What to do:
How many of the lines below hold the word "background"? Answer only with the number.

***

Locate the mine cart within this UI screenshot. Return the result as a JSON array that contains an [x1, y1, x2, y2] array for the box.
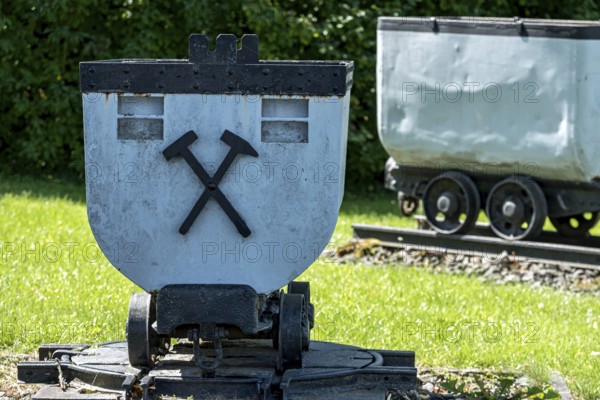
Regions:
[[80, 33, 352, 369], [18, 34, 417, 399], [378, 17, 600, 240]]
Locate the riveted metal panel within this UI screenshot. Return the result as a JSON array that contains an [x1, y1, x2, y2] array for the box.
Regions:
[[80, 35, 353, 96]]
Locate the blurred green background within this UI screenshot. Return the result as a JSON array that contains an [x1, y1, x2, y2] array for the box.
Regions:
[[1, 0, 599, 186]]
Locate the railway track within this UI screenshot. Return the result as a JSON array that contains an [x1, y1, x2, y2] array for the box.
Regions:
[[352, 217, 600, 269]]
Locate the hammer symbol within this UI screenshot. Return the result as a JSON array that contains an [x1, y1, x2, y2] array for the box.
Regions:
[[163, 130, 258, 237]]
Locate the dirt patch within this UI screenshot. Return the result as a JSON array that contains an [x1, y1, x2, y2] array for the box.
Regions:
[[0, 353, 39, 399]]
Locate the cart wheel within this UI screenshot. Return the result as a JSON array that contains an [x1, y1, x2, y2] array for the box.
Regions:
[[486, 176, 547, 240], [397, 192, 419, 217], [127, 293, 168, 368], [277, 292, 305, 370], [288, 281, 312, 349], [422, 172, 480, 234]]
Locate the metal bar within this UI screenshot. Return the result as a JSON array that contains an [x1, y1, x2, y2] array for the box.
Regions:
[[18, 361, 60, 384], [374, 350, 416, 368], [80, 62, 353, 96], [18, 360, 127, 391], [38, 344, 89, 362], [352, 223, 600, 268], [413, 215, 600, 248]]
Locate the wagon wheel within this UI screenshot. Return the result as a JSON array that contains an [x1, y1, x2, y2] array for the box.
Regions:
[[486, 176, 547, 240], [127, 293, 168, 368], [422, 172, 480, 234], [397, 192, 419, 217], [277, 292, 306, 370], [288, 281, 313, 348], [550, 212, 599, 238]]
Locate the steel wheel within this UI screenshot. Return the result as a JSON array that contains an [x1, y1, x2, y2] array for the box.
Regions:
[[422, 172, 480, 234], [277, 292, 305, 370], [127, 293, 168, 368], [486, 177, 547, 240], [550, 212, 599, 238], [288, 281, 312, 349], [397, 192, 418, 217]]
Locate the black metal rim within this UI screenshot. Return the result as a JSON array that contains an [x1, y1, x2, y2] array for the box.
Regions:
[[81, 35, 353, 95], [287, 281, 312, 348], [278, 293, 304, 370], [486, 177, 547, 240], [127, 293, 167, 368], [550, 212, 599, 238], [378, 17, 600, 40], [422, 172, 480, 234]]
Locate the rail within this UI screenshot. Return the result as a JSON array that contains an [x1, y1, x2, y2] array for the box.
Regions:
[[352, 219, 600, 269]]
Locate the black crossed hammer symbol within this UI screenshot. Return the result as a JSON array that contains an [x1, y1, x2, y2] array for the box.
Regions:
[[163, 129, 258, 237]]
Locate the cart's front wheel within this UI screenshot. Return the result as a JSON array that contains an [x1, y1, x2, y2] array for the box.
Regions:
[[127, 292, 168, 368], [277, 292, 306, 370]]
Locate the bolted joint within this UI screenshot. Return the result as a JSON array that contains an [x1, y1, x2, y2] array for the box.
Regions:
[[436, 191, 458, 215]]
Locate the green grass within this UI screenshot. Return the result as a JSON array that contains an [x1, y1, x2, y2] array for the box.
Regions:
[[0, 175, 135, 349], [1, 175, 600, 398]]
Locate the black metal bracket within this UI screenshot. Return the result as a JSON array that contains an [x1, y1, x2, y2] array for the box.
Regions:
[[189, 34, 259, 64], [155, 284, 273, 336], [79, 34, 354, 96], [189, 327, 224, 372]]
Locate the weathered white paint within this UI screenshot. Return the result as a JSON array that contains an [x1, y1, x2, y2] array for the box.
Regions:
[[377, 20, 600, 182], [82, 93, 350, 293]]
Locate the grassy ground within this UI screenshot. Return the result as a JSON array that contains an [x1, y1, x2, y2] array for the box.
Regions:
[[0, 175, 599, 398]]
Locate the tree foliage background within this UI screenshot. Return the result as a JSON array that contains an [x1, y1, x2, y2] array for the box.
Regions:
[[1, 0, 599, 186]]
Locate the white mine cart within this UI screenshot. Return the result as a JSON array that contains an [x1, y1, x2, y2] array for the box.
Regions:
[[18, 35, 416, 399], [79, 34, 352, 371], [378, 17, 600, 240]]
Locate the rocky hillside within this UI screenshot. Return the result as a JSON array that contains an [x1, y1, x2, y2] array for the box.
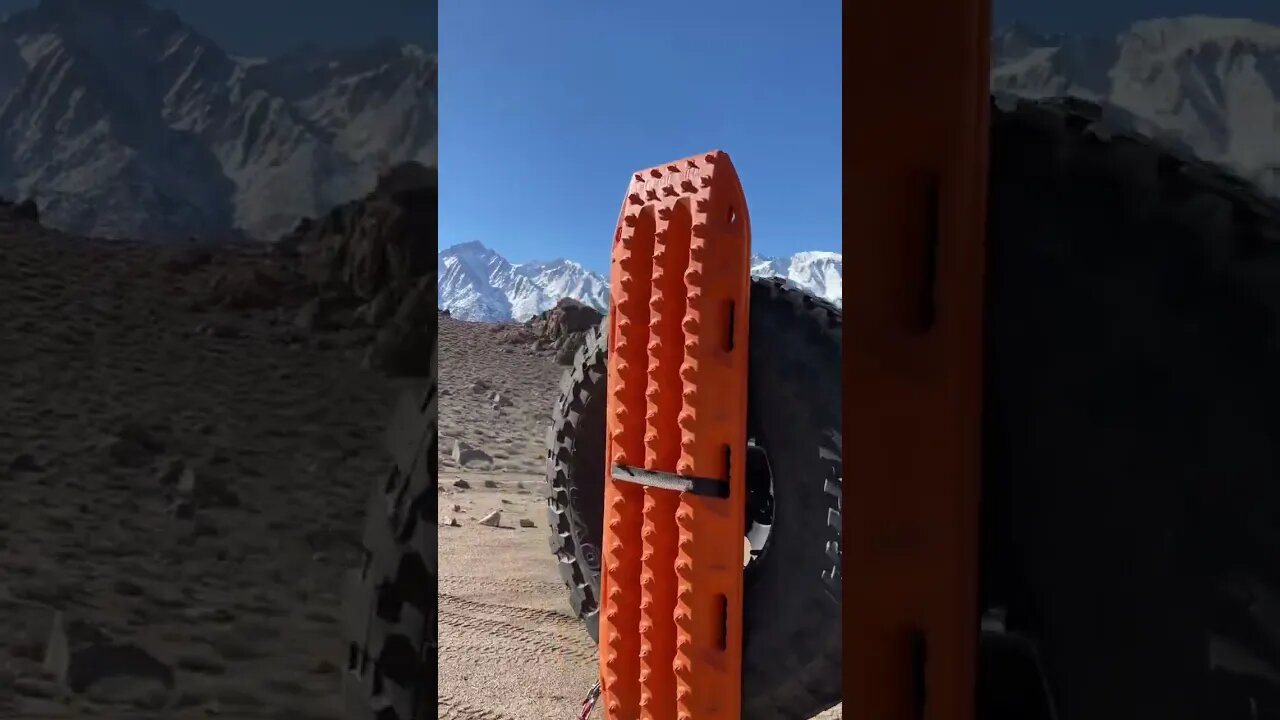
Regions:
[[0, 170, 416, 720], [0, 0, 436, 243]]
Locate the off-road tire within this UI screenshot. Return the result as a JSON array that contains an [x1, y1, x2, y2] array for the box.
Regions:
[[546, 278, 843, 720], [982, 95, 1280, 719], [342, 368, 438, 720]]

***

Solved problem:
2